- Problem to solve: Copy out every line of the records below word for word.

- Data excerpts:
* start *

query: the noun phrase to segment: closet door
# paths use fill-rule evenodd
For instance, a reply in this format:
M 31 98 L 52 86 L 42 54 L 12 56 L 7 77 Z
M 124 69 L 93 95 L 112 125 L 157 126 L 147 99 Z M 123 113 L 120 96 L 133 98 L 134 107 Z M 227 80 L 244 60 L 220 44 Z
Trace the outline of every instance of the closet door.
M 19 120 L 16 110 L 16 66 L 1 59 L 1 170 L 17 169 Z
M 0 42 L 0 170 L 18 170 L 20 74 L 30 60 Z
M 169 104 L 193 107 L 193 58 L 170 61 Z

* end *

- Reply to the exercise:
query: the noun phrase to segment: closet door
# paths use fill-rule evenodd
For instance, a reply in this format:
M 31 98 L 52 86 L 42 54 L 12 56 L 7 77 Z
M 124 69 L 93 95 L 112 125 L 157 126 L 147 99 Z M 123 113 L 120 96 L 133 98 L 134 107 Z M 227 80 L 244 60 L 220 44 Z
Trace the outline of every instance of the closet door.
M 19 120 L 16 110 L 16 66 L 1 59 L 1 170 L 17 169 Z
M 0 42 L 0 170 L 18 170 L 20 74 L 30 60 Z
M 169 104 L 193 107 L 193 58 L 170 61 Z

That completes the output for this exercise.